*Objective A*:
Write out the article about Herb Wesson finishing his college degree, word for word.

*Reading passage*:
--- START ---
Earning a Diploma for Himself--and for His Dad

Family: Herb Wesson dropped out of college two decades ago. Now an assemblyman, he has fulfilled a lifelong dream.

May 16, 1999|JENIFER WARREN | TIMES STAFF WRITER

SACRAMENTO — The Wessons of Cleveland were not a college-going clan. When the men grew up, most headed straight for the assembly line at Ford or Chevrolet. But the son called Herb was different. To him, college sounded like a good idea, so off he went.

All was well until dad fell ill and had to leave his job during Wesson's senior year. When the paychecks stopped, the boy had to pull out, simple as that.

A quarter-century has passed, and Herb Wesson--now a state assemblyman representing Culver City and Los Angeles--has fulfilled his long-delayed education dream at last.

After completing six remaining courses by mail, Wesson this month earned a bachelor of arts degree in history from Lincoln State University in Pennsylvania.

Wesson, a Democrat serving his first term in the Assembly, won't be celebrating grad night with other giddy graduates. Nor has he done anything to publicize his midlife accomplishment.

But he says reaching the goal marks an emotional moment matched only by the birth of his four sons and his election to the California Legislature.
--- END ---
*Items*:
--- START ---
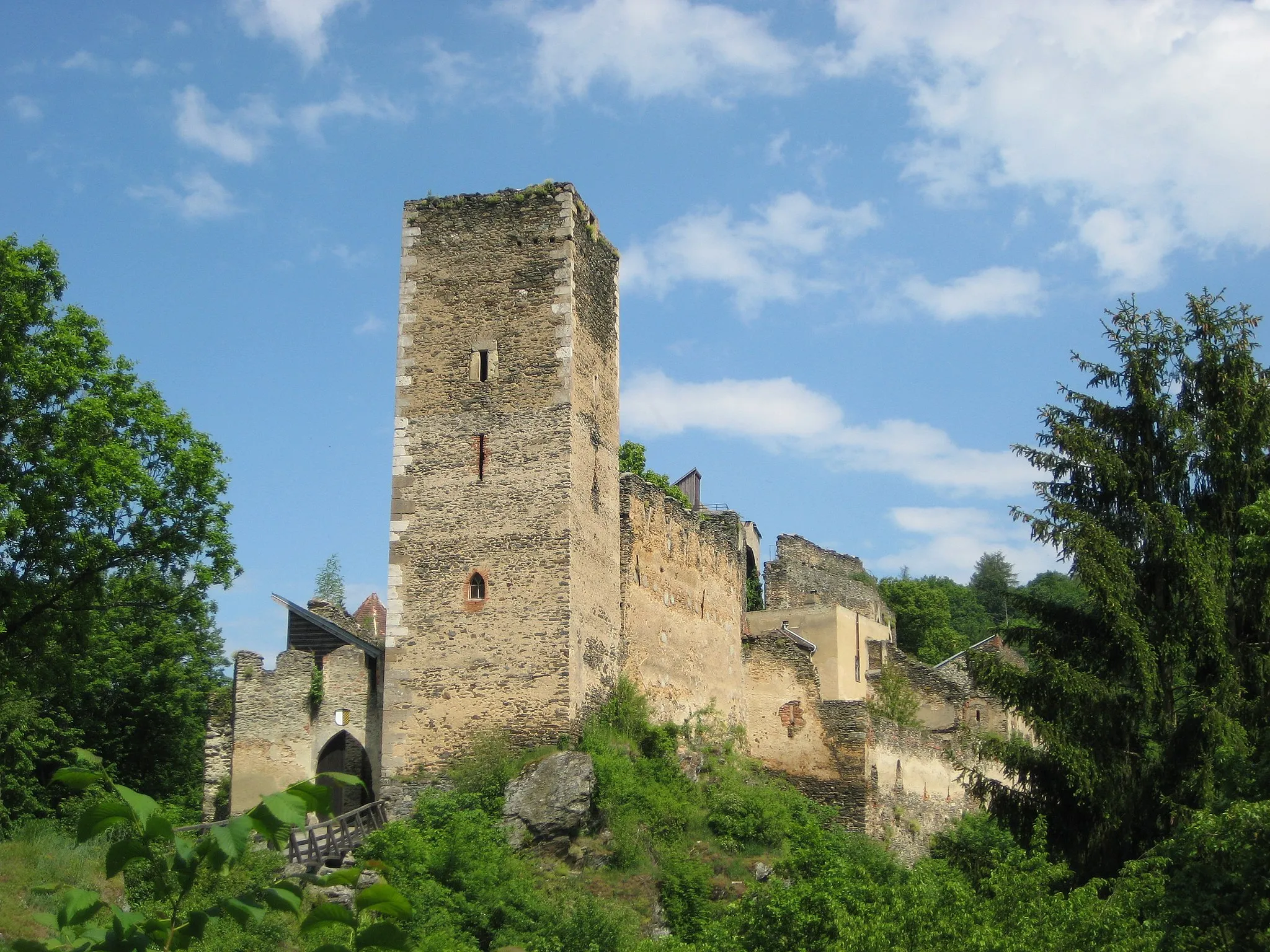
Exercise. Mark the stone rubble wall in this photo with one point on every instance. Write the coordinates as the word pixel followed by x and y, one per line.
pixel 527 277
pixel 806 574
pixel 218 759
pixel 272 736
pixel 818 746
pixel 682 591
--- END ---
--- START ---
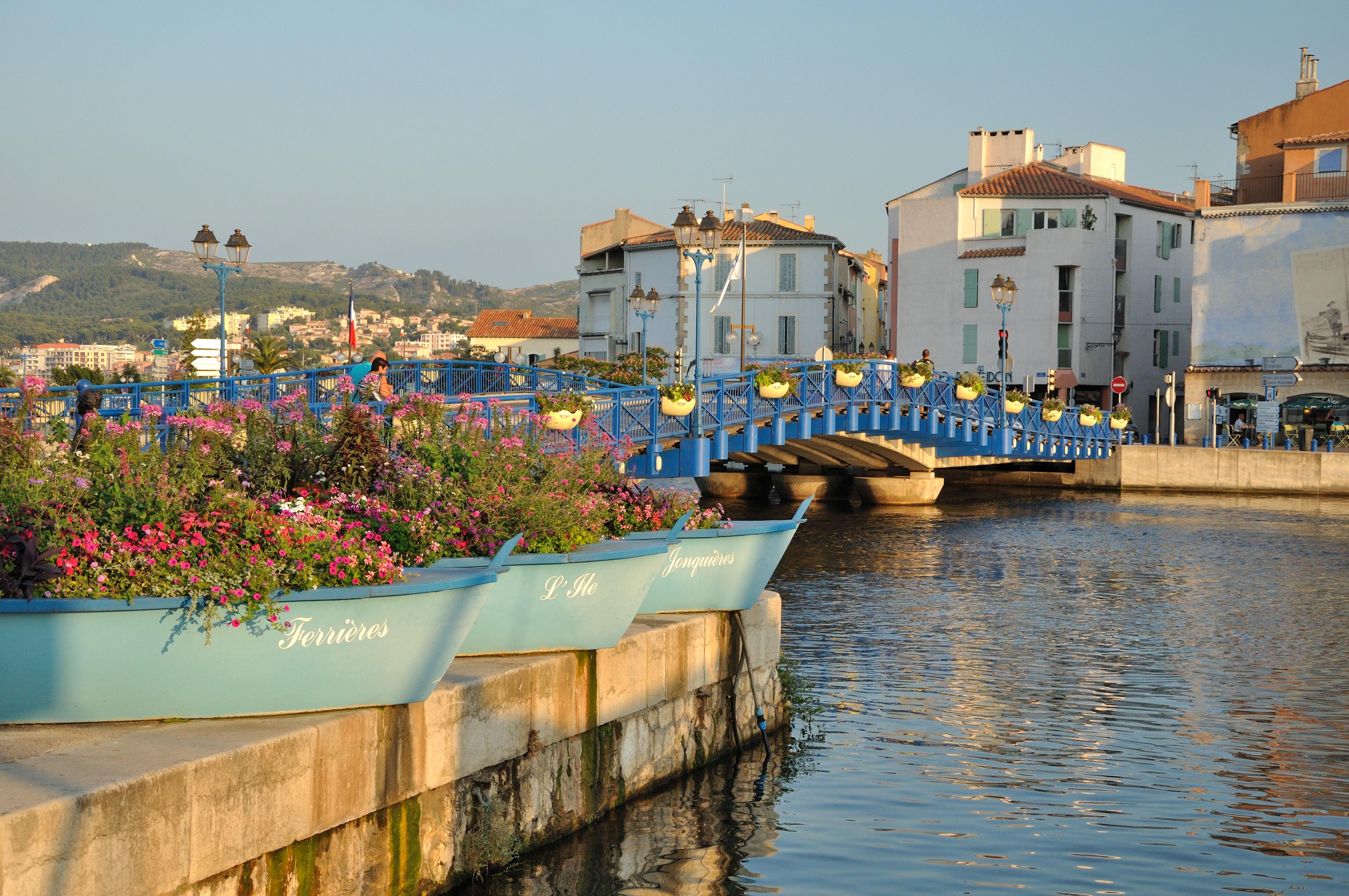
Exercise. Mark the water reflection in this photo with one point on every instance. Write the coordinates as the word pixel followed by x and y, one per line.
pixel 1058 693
--- END ---
--- START ---
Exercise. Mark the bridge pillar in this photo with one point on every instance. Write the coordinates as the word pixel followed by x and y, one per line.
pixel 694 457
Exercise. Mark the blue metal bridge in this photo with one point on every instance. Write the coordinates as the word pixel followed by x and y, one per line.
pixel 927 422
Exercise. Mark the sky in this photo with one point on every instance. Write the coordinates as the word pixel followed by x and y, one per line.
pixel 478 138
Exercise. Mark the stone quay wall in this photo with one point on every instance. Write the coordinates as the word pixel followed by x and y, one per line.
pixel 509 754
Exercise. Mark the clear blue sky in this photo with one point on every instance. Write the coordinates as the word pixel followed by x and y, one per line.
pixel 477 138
--- END ---
*Objective B*:
Find every line in the records that contains the string "blue" with matching case, and copy each of those lines.

*Task solution A*:
Earning a Diploma for Himself--and for His Dad

Family: Herb Wesson dropped out of college two decades ago. Now an assemblyman, he has fulfilled a lifelong dream.

May 16, 1999|JENIFER WARREN | TIMES STAFF WRITER

SACRAMENTO — The Wessons of Cleveland were not a college-going clan. When the men grew up, most headed straight for the assembly line at Ford or Chevrolet. But the son called Herb was different. To him, college sounded like a good idea, so off he went.

All was well until dad fell ill and had to leave his job during Wesson's senior year. When the paychecks stopped, the boy had to pull out, simple as that.

A quarter-century has passed, and Herb Wesson--now a state assemblyman representing Culver City and Los Angeles--has fulfilled his long-delayed education dream at last.

After completing six remaining courses by mail, Wesson this month earned a bachelor of arts degree in history from Lincoln State University in Pennsylvania.

Wesson, a Democrat serving his first term in the Assembly, won't be celebrating grad night with other giddy graduates. Nor has he done anything to publicize his midlife accomplishment.

But he says reaching the goal marks an emotional moment matched only by the birth of his four sons and his election to the California Legislature.

*Task solution B*:
Exercise. Mark the blue metal bridge in this photo with one point on every instance. Write the coordinates as the word pixel followed by x and y, one per line.
Exercise. Mark the clear blue sky in this photo with one point on every instance. Write the coordinates as the word pixel followed by x and y, one per line.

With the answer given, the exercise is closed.